Exclude any images and output the remaining records exactly.

• _PROVIDED RECORDS_
★ ★ ★ ★

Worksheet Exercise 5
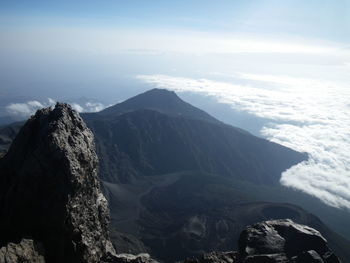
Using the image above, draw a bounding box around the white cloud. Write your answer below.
[6,98,106,119]
[70,103,84,113]
[6,99,54,118]
[138,73,350,209]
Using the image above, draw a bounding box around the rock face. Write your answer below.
[0,239,45,263]
[0,104,114,262]
[184,219,340,263]
[238,219,339,262]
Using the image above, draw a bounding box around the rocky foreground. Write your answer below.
[0,104,340,263]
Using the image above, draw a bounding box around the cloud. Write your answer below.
[6,98,106,119]
[137,72,350,209]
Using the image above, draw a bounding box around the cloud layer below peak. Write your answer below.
[137,73,350,209]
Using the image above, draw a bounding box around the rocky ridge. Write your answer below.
[0,103,340,263]
[184,219,341,263]
[0,104,114,262]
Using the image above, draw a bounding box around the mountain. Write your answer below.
[0,122,24,157]
[82,89,307,184]
[0,104,347,263]
[92,89,221,124]
[0,90,350,262]
[184,219,340,263]
[0,104,114,263]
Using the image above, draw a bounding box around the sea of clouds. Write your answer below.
[6,98,106,119]
[137,72,350,209]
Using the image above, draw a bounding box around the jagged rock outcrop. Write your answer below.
[0,103,114,262]
[238,219,340,262]
[184,251,238,263]
[0,239,45,263]
[184,219,340,263]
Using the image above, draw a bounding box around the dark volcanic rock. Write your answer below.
[183,219,340,263]
[238,219,340,262]
[0,104,114,262]
[0,239,45,263]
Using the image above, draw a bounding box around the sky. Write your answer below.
[0,0,350,209]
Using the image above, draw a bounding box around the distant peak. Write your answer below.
[138,88,180,99]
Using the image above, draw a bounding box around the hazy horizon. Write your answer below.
[0,0,350,209]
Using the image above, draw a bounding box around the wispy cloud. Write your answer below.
[138,73,350,209]
[6,98,106,119]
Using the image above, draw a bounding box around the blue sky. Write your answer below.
[0,0,350,212]
[0,0,350,42]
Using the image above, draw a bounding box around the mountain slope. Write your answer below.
[86,110,306,184]
[91,89,221,126]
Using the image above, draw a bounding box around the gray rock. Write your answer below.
[294,250,324,263]
[101,253,158,263]
[243,253,290,263]
[0,239,45,263]
[183,251,238,263]
[0,103,114,262]
[238,219,340,262]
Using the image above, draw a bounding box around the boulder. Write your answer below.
[0,239,45,263]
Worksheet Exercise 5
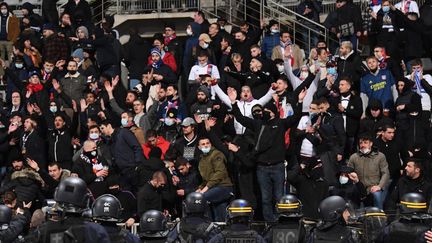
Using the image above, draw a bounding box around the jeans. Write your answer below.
[204,186,232,222]
[257,163,285,221]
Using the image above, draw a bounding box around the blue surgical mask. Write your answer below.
[121,118,129,127]
[89,133,99,140]
[200,147,211,154]
[327,67,337,76]
[165,117,174,126]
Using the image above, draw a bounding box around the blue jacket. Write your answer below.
[261,33,280,58]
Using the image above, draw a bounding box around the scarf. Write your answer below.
[164,34,177,46]
[27,84,43,93]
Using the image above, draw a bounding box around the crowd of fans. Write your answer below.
[0,0,432,239]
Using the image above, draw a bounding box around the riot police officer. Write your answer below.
[29,177,110,243]
[139,210,169,243]
[383,192,431,243]
[357,207,387,243]
[264,194,305,243]
[308,196,354,243]
[0,203,31,242]
[208,199,266,243]
[168,192,219,242]
[92,194,141,243]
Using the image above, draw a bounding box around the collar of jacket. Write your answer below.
[65,71,80,78]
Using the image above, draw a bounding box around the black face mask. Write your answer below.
[262,111,271,121]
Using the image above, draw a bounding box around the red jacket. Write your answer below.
[148,51,177,73]
[141,136,170,159]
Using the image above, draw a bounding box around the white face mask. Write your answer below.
[277,65,285,73]
[339,176,349,185]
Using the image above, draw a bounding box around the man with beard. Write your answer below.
[48,113,77,170]
[100,120,145,191]
[360,56,398,114]
[230,90,306,221]
[191,85,213,120]
[72,141,113,197]
[348,134,390,209]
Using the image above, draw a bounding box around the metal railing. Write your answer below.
[201,0,335,51]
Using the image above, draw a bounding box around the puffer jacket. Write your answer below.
[348,151,390,192]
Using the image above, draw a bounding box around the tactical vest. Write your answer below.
[313,228,351,243]
[108,228,128,243]
[39,218,86,243]
[176,218,215,243]
[388,221,430,243]
[272,224,303,243]
[222,230,258,243]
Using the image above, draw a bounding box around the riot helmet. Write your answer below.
[92,194,122,222]
[0,205,12,226]
[183,192,208,215]
[140,210,167,236]
[399,192,427,214]
[318,196,348,222]
[276,194,303,218]
[227,199,254,219]
[54,177,89,213]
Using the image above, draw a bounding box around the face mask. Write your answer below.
[360,148,371,155]
[121,118,129,127]
[262,111,270,121]
[84,150,97,159]
[89,133,99,140]
[200,147,211,154]
[327,67,337,76]
[165,117,174,127]
[277,65,285,73]
[339,176,349,185]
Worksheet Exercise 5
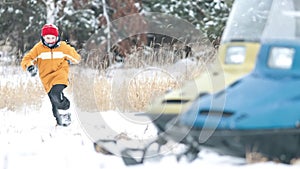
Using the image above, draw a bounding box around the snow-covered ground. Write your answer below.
[0,98,300,169]
[0,63,300,169]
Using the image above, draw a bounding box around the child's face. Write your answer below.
[43,35,57,44]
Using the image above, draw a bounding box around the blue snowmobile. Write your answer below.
[167,0,300,163]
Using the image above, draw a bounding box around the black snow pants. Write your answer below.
[48,84,70,119]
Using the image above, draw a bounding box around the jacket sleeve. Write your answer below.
[66,44,81,64]
[21,45,38,70]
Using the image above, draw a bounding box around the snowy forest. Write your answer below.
[0,0,233,67]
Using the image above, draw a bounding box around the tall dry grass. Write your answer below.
[72,43,216,112]
[0,43,215,112]
[0,65,45,110]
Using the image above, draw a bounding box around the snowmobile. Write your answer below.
[94,0,272,165]
[166,0,300,163]
[145,0,272,134]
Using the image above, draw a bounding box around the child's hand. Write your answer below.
[27,65,37,76]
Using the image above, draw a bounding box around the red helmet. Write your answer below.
[41,23,59,36]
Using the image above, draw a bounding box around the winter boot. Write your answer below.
[56,110,71,127]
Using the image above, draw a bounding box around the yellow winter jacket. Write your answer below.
[21,41,81,93]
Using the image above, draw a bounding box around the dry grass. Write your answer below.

★ ★ ★ ★

• _TASK OUTPUT_
Worksheet Exercise 5
Using the image above, draw a bounding box around the white cloud. Write your answer below.
[6,98,106,119]
[70,103,84,113]
[6,99,54,118]
[138,73,350,209]
Using the image above, draw a bounding box around the rock face. Write your answer below.
[0,239,45,263]
[0,104,114,262]
[184,219,340,263]
[238,219,339,262]
Using the image above, draw a bounding box around the rocky foreground. Write your answer below.
[0,104,340,263]
Using the image above, draw a bounding box around the cloud. Write your answer below.
[6,98,106,119]
[137,72,350,209]
Using the image above, draw a bounding box around the cloud layer below peak. Write your answer below.
[137,73,350,209]
Using the image above, draw a bounding box around the rocky ridge. Write your answer below.
[0,103,340,263]
[184,219,341,263]
[0,104,114,262]
Using the image above, draw a bounding box around the mountain. Write your answer below.
[0,122,24,157]
[82,89,307,184]
[0,104,347,263]
[92,89,221,124]
[0,90,350,262]
[184,219,340,263]
[0,104,114,263]
Using the image above, draw a bounding box around the sea of clouds. Write your answer below.
[6,98,106,119]
[137,72,350,209]
Using the image above, draw a bounding box around the jagged rock outcrop. Write your answer below.
[0,103,114,262]
[238,219,340,262]
[184,251,238,263]
[0,239,45,263]
[184,219,340,263]
Using the image above, draw a bounding box around the dark volcanic rock. Write your answer below.
[183,219,340,263]
[238,219,340,262]
[0,104,114,262]
[0,239,45,263]
Using the image above, draw a bounding box around the sky. Write your answer below.
[0,0,350,209]
Using the image above, draw a bounding box around the distant peak. Write your answer below.
[138,88,180,99]
Using the image above, draw a bounding box around the hazy horizon. Write your answer below.
[0,0,350,209]
Using the image above, draw a bounding box around the wispy cloud. Write your answer below.
[138,73,350,209]
[6,98,106,119]
Using the image above, draw a bounding box around the blue sky. Write your answer below.
[0,0,350,212]
[0,0,350,42]
Using the image above, draw a bounding box around the mountain slope. Write your answer below.
[86,110,306,184]
[91,89,221,126]
Using the image above, draw a bounding box around the gray rock. Write your answer below.
[294,250,324,263]
[101,253,158,263]
[243,253,290,263]
[0,239,45,263]
[183,251,238,263]
[0,103,114,262]
[238,219,340,262]
Using the image above, draw a bounding box around the boulder. Write your answer below.
[0,239,45,263]
Worksheet Exercise 5
Using the image above, draw a bounding box around the jeans. Write your answer below.
[204,186,232,222]
[257,163,285,221]
Using the image above, draw a bounding box around the blue surgical mask. Write your answer below.
[121,118,129,127]
[89,133,99,140]
[200,147,211,154]
[327,67,337,76]
[165,117,174,126]
Using the image above, draw a bounding box around the blue jacket. Write your answer below.
[261,33,280,58]
Using the image above, draw a bounding box around the scarf. Write your answer below.
[164,34,177,46]
[27,84,43,93]
Using the image above, draw a bounding box around the crowd of fans. Write your answer below.
[0,0,432,239]
Using the image above, draw a bounding box around the riot police officer. Write your answer below.
[29,177,110,243]
[139,210,169,243]
[383,192,431,243]
[357,207,387,243]
[264,194,305,243]
[308,196,354,243]
[0,203,31,242]
[208,199,266,243]
[168,192,219,242]
[92,194,141,243]
Using the image above, draw a bounding box around the collar of jacket. Write your answer below.
[65,71,80,78]
Using the image above, draw a bounding box around the black face mask. Write your answer below.
[262,111,271,121]
Using the image above, draw a bounding box around the red jacket. Write your answer below.
[148,51,177,73]
[141,136,170,159]
Using the image above, draw a bounding box around the white face mask. Write your answer below.
[277,65,285,73]
[339,176,349,185]
Using the image above, draw a bounding box around the man with beard. Write your answer below.
[48,113,77,170]
[100,120,145,191]
[360,56,398,114]
[230,90,306,221]
[191,85,213,120]
[72,141,113,197]
[348,134,390,209]
Using the image above, draw a bounding box around the metal railing. Write your answer below.
[201,0,335,51]
Using the image above, draw a bounding box around the puffer jacket. Write your answer below.
[348,151,390,192]
Using the image above, draw a bounding box around the tactical vest. Write your answer below.
[313,228,351,243]
[108,228,128,243]
[39,218,86,243]
[176,218,215,243]
[388,221,430,243]
[272,224,303,243]
[222,230,258,243]
Using the image above, draw a bounding box around the riot helmet. Write your answer below.
[92,194,122,222]
[0,205,12,226]
[183,192,208,215]
[140,210,167,236]
[399,192,427,214]
[318,196,348,222]
[276,194,303,218]
[227,199,254,219]
[54,177,89,213]
Using the image above, draw a bounding box around the face mask. Write your answer below.
[360,148,371,155]
[121,118,129,127]
[262,111,270,121]
[84,150,97,159]
[89,133,99,140]
[200,147,211,154]
[327,67,337,76]
[165,117,174,127]
[277,65,285,73]
[339,176,349,185]
Worksheet Exercise 5
Using the image above, draw a bounding box around the snow-covered ground. Write your answer below.
[0,98,300,169]
[0,63,300,169]
Using the image above, draw a bounding box around the child's face. Write your answer below.
[43,35,57,44]
Using the image above, draw a bounding box around the blue snowmobile. Write your answer below.
[167,0,300,163]
Using the image above, draw a bounding box around the black snow pants. Write your answer below.
[48,84,70,119]
Using the image above, draw a bounding box around the jacket sleeve. Write your answer below.
[66,44,81,64]
[21,45,38,70]
Using the image above, draw a bounding box around the snowy forest. Write your answer below.
[0,0,233,67]
Using the image above, draw a bounding box around the tall dry grass. Write your answer below.
[72,43,216,112]
[0,43,215,112]
[0,65,45,110]
Using the image above, draw a bounding box around the snowmobile. Write your answer below.
[94,0,272,165]
[166,0,300,163]
[145,0,272,134]
Using the image above, draw a bounding box around the child's hand. Write your answer below.
[27,65,37,76]
Using the image above, draw a bounding box around the red helmet. Write your answer below.
[41,23,59,36]
Using the image above, draw a bounding box around the winter boot. Write your answer below.
[56,110,71,127]
Using the image above, draw a bounding box around the yellow winter jacket. Write your answer below.
[21,41,81,93]
Using the image above, draw a bounding box around the dry grass. Write your answer below.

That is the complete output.